[Saved data entries]
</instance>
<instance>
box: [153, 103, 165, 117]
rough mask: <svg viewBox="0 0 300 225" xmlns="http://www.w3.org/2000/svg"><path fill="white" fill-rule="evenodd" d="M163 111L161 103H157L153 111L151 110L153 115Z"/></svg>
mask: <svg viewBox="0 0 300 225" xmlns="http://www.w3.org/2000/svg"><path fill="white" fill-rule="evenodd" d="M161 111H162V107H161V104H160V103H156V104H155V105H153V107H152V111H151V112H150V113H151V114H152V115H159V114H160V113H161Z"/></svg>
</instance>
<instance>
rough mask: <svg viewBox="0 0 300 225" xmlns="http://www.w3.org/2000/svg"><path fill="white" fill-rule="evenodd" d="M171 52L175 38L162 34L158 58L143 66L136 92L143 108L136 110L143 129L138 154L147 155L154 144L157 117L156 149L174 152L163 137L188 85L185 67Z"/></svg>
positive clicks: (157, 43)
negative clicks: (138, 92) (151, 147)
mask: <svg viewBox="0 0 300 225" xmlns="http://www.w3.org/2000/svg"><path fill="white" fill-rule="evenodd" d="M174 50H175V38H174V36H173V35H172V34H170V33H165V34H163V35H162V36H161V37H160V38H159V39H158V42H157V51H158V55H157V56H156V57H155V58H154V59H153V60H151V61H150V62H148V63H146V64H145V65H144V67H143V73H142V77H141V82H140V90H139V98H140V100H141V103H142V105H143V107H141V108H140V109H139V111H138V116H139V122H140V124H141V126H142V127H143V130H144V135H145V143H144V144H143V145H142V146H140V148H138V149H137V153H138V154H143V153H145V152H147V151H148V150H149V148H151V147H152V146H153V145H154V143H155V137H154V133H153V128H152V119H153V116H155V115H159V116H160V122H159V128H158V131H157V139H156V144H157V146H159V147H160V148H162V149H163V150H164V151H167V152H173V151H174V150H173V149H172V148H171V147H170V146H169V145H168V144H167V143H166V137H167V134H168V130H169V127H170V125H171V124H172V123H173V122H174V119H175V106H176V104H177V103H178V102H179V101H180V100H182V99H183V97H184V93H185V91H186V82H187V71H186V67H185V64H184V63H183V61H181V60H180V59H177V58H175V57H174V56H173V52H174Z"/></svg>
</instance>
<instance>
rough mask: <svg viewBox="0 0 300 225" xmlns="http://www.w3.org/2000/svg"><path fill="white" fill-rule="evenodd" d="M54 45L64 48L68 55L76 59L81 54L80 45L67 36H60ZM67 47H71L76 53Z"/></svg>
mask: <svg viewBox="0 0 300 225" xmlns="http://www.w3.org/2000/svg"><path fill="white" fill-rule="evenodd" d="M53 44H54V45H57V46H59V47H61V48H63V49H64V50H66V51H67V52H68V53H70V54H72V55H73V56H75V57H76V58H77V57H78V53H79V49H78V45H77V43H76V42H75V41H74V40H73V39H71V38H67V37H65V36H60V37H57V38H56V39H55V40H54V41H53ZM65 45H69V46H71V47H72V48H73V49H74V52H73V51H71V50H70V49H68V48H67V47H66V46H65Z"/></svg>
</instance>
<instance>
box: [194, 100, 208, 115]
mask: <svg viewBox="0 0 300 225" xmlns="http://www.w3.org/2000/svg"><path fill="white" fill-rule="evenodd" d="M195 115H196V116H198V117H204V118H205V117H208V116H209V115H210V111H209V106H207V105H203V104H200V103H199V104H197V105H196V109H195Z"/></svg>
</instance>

● EXERCISE: State how many lines of the listing above contain the word "rough". Give only the number.

● TASK RESULT: 3